* **WRITTEN REQUEST**
Please return each line of the data below that contains the string "buttercream", treating uppercase and lowercase as different.

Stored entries
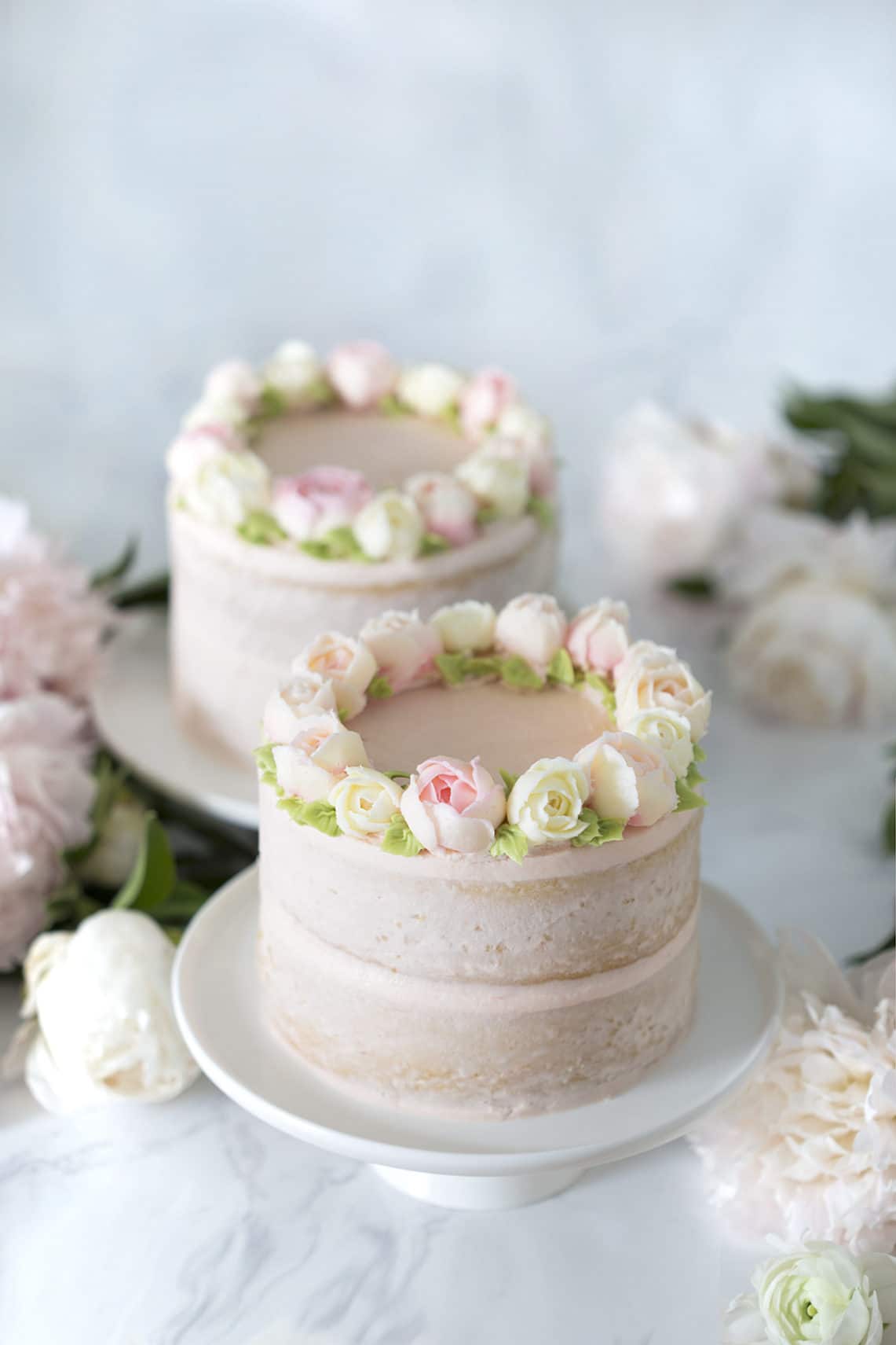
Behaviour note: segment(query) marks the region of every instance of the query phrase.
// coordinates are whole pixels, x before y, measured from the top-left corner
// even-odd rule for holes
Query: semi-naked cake
[[[321,635],[257,751],[271,1030],[333,1083],[457,1118],[631,1087],[693,1011],[708,718],[610,600]]]
[[[286,342],[261,371],[212,370],[167,463],[175,710],[243,759],[324,627],[552,581],[548,425],[497,370],[400,369],[372,342],[324,363]]]

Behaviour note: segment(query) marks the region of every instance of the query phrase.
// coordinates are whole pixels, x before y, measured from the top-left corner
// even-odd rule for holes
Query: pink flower
[[[566,639],[570,656],[586,672],[613,672],[629,648],[629,608],[603,597],[572,619]]]
[[[0,705],[0,968],[44,925],[60,851],[90,835],[86,717],[59,695]]]
[[[336,347],[326,360],[326,374],[345,405],[363,410],[392,391],[399,369],[379,342],[352,340]]]
[[[516,398],[513,379],[500,369],[481,369],[461,393],[461,424],[467,438],[480,438]]]
[[[373,491],[360,472],[347,467],[312,467],[300,476],[274,480],[271,510],[290,537],[305,542],[351,523],[372,498]]]
[[[402,815],[426,850],[477,854],[494,841],[504,822],[504,787],[473,761],[430,757],[402,795]]]
[[[478,533],[480,503],[463,482],[449,472],[419,472],[404,484],[427,533],[446,538],[453,546],[466,546]]]

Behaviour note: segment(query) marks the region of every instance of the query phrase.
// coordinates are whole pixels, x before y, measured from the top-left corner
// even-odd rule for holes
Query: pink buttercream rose
[[[480,502],[463,482],[449,472],[419,472],[404,484],[427,533],[446,538],[453,546],[466,546],[478,533],[476,515]]]
[[[351,523],[372,498],[373,491],[360,472],[312,467],[300,476],[274,480],[271,512],[285,533],[305,542]]]
[[[609,597],[582,608],[572,617],[566,646],[578,668],[613,672],[629,648],[629,608]]]
[[[500,369],[481,369],[461,393],[461,425],[467,438],[480,438],[516,398],[513,379]]]
[[[399,369],[379,342],[352,340],[330,354],[326,374],[345,405],[363,410],[392,391]]]
[[[478,757],[430,757],[402,795],[402,815],[426,850],[478,854],[494,841],[506,799]]]

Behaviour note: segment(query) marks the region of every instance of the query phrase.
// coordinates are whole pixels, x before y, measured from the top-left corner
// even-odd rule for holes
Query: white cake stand
[[[685,1134],[744,1083],[780,1011],[767,937],[731,897],[704,885],[693,1028],[635,1088],[549,1116],[446,1120],[359,1102],[271,1036],[259,1011],[257,929],[251,868],[203,907],[177,950],[175,1009],[204,1072],[277,1130],[371,1163],[408,1196],[454,1209],[545,1200],[587,1167]]]
[[[107,652],[93,702],[97,726],[134,775],[203,812],[258,827],[258,780],[247,757],[192,742],[175,720],[168,691],[168,628],[159,613],[130,617]]]

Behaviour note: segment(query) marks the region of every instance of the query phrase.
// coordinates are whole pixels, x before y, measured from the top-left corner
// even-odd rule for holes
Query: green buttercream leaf
[[[557,650],[548,663],[548,678],[551,682],[562,682],[563,686],[575,686],[575,668],[568,650]]]
[[[525,834],[512,822],[502,822],[494,833],[494,841],[492,842],[489,853],[494,855],[496,859],[501,859],[506,855],[506,858],[513,859],[514,863],[523,863],[528,850],[529,842],[527,841]]]
[[[501,663],[501,681],[505,686],[513,686],[524,691],[540,691],[544,678],[540,678],[531,663],[527,663],[519,654],[512,654]]]
[[[604,845],[607,841],[621,841],[626,829],[621,818],[599,818],[591,808],[583,808],[579,816],[586,822],[586,829],[574,837],[572,845]]]
[[[407,822],[400,812],[394,812],[390,824],[383,834],[383,842],[380,850],[386,850],[387,854],[403,854],[406,858],[411,858],[419,854],[423,846],[416,839]]]

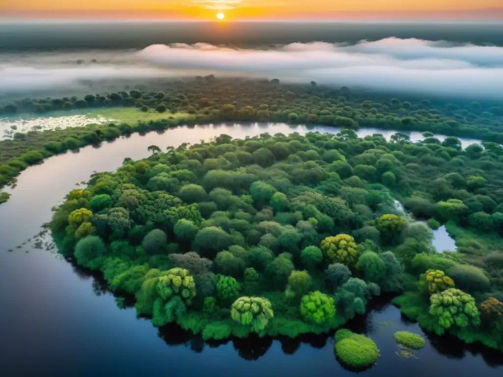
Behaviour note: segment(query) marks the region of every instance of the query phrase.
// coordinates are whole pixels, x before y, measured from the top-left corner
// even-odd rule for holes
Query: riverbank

* **RESULT BELOW**
Query: pink buttercream rose
Query: green buttercream leaf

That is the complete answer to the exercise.